___ Texte fourni ___
Ainsi, la logique décisionnelle et le rapport avec le temps impactent
fortement les comportements, et au-delà les rapports entre l’employé et son
responsable hiérarchique. Et c’est justement mon regard sur ces rapports
employé/dirigeant, dans différents contextes, que je vous livre, d’une
manière caricaturale, à travers le prisme de mon expérience personnelle.
En Europe du Sud, la rationalité et le droit occupent une place importante
dans l’entreprise. De plus, l’employé, aidé par son tempérament latin ainsi
que par une évolution des différentes législations sociales au cours du
siècle dernier, s’autorise à contredire peu ou prou son responsable
hiérarchique. Mais une fois qu’il a accepté la décision, motivée par des
arguments logiques, il oeuvrera, même en râlant, à la réalisation des
objectifs qui lui sont assignés. D’une manière générale, un employé d’une
entreprise européenne fera tout pour éviter de s’exposer, par un travail
bâclé, au blâme de sa hiérarchie et à la moquerie de ses collaborateurs.
En Turquie, dans les entreprises que j’ai connues, le chef est respecté pour
ce qu’il est, et non pour ce qu’il fait. J’y ai remarqué que l’employé voue
une allégeance presque aveugle à l’autorité. Probablement, un héritage de la
‘glorieuse’ armée Ottomane, connue par son intransigeance aux niveaux de
l’ordre et de la discipline. Le travailleur turc est fier de servir dans une
entreprise prospère ou dirigée par une personnalité reconnue. Du moment
qu’il nourrit un sentiment d’appartenance à l’entreprise, il y travaille
sans compter et sans râler.
En Egypte, la place de la religion dans l’entreprise privée est frappante.
___ Données répertoriées ___
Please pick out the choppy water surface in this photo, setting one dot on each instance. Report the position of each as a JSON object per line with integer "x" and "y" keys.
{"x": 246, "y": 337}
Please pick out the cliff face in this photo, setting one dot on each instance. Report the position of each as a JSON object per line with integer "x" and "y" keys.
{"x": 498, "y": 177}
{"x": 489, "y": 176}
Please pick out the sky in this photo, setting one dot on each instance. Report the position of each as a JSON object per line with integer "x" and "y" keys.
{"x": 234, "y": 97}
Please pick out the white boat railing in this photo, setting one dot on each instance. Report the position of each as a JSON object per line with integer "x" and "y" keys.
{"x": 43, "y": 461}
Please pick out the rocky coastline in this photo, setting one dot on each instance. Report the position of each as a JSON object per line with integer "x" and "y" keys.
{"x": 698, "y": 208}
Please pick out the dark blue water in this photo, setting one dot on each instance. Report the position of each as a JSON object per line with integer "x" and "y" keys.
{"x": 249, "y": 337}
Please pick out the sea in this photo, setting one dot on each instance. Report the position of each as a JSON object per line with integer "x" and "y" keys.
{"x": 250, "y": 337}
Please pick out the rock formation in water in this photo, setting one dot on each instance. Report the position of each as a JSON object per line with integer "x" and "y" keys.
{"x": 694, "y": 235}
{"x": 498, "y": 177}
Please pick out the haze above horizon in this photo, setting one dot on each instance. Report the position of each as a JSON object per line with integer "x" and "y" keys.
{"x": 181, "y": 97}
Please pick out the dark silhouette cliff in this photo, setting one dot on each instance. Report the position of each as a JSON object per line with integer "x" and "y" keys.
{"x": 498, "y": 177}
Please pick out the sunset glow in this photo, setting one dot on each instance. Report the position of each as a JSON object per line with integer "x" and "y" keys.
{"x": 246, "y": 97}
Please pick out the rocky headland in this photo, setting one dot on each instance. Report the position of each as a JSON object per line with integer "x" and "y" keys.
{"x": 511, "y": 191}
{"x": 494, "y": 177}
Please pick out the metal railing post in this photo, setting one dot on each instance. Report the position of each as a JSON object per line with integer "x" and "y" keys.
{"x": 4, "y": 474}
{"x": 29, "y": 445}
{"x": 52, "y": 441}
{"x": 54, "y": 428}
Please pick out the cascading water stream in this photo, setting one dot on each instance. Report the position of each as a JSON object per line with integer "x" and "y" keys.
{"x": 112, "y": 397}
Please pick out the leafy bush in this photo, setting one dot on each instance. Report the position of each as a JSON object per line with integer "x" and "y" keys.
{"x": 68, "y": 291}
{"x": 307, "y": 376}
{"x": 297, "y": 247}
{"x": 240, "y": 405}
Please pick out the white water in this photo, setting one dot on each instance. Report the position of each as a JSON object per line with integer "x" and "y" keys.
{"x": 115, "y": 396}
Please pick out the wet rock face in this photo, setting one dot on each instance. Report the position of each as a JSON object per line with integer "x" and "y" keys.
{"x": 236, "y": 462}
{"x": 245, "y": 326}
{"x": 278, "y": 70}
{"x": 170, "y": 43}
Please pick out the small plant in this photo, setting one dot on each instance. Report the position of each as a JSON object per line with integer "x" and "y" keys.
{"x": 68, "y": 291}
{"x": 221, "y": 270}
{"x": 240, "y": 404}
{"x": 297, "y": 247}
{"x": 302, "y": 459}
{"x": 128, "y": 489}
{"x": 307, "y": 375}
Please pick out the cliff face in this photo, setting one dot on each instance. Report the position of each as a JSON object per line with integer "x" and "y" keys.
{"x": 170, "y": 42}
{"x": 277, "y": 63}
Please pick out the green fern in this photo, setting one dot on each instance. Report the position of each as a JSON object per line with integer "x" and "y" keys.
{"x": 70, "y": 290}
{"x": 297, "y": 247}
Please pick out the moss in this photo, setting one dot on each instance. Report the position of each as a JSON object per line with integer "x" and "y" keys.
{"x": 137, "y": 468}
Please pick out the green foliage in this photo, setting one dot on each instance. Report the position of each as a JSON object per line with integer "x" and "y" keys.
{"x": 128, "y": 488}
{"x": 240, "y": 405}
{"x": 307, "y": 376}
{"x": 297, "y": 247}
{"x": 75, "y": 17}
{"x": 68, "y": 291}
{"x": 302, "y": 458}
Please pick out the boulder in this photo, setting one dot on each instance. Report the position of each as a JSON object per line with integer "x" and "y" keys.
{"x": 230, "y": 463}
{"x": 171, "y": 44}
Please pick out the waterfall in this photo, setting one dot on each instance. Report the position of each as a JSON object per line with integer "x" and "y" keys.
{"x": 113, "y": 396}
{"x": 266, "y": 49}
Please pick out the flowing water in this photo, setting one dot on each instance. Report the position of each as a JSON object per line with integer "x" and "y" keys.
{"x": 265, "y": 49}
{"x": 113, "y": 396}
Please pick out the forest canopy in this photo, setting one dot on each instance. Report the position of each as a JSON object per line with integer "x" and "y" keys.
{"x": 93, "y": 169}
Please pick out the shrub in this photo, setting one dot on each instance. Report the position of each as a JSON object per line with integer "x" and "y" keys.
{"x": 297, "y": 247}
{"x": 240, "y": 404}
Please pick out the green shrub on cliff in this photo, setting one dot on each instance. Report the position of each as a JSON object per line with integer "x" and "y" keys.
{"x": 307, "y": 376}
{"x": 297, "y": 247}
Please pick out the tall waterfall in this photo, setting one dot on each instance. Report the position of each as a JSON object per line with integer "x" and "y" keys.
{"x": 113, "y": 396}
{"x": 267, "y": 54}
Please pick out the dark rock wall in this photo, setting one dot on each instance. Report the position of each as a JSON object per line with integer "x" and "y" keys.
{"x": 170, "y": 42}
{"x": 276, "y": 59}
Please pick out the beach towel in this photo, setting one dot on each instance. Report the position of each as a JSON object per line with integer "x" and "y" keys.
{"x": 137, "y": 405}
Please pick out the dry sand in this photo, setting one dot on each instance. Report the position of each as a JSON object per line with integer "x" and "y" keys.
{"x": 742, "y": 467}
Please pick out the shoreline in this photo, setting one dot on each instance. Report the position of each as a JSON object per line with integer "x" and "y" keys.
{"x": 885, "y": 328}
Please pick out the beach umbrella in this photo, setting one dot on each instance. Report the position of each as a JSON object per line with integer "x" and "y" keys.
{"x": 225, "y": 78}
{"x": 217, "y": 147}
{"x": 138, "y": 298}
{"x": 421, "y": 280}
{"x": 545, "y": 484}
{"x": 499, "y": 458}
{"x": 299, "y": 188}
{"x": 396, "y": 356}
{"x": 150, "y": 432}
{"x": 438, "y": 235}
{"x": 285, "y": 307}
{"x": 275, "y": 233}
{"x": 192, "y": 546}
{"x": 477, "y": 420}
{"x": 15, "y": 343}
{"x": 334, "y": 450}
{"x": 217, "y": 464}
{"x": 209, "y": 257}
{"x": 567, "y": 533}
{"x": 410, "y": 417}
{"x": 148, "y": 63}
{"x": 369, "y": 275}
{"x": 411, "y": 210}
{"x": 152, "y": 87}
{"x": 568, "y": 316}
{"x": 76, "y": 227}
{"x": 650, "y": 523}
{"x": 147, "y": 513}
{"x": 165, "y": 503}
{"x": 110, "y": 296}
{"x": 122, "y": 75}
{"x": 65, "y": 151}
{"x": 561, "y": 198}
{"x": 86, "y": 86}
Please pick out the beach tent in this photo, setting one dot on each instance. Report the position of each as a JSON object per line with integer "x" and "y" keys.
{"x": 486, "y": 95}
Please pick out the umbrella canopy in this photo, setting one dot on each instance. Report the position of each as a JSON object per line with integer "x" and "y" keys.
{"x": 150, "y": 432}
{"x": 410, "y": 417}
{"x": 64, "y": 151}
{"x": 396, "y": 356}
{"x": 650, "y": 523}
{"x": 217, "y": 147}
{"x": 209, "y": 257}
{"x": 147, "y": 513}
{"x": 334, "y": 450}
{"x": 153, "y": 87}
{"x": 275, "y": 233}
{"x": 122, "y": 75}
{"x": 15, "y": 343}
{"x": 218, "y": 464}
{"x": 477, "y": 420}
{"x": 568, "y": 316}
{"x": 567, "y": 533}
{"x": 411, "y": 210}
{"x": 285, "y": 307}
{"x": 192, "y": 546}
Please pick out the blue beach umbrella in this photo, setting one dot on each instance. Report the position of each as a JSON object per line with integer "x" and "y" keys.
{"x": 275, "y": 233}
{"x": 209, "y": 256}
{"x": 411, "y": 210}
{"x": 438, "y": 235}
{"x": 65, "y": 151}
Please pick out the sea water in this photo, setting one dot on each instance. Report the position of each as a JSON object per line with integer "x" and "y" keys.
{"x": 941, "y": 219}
___
§ **Consignes**
1. Les affirmations suivantes concordent-elles avec le texte fourni ? Répondez à chacune par oui ou par non, en citant à l’identique les mots du texte qui tranchent.
(a) En Turquie, le chef est respecté pour ce qu’il fait.
(b) En Europe du Sud, l’employé s’autorise à contredire son responsable hiérarchique.
(c) En Égypte, la religion tient peu de place dans l’entreprise privée.
2. Extrayez du texte fourni le passage qui va de « En Turquie, dans » jusqu’à « et sans râler. » inclus.
3. D’après le texte fourni, quelle place la rationalité et le droit occupent-ils dans l’entreprise en Europe du Sud ?

§ **Corrigé de l’exercice**
1.
(a) Non : « le chef est respecté pour ce qu’il est, et non pour ce qu’il fait ».
(b) Oui : « s’autorise à contredire peu ou prou son responsable hiérarchique ».
(c) Non : « la place de la religion dans l’entreprise privée est frappante ».

2.
En Turquie, dans les entreprises que j’ai connues, le chef est respecté pour
ce qu’il est, et non pour ce qu’il fait. J’y ai remarqué que l’employé voue
une allégeance presque aveugle à l’autorité. Probablement, un héritage de la
‘glorieuse’ armée Ottomane, connue par son intransigeance aux niveaux de
l’ordre et de la discipline. Le travailleur turc est fier de servir dans une
entreprise prospère ou dirigée par une personnalité reconnue. Du moment
qu’il nourrit un sentiment d’appartenance à l’entreprise, il y travaille
sans compter et sans râler.

3. Une place importante.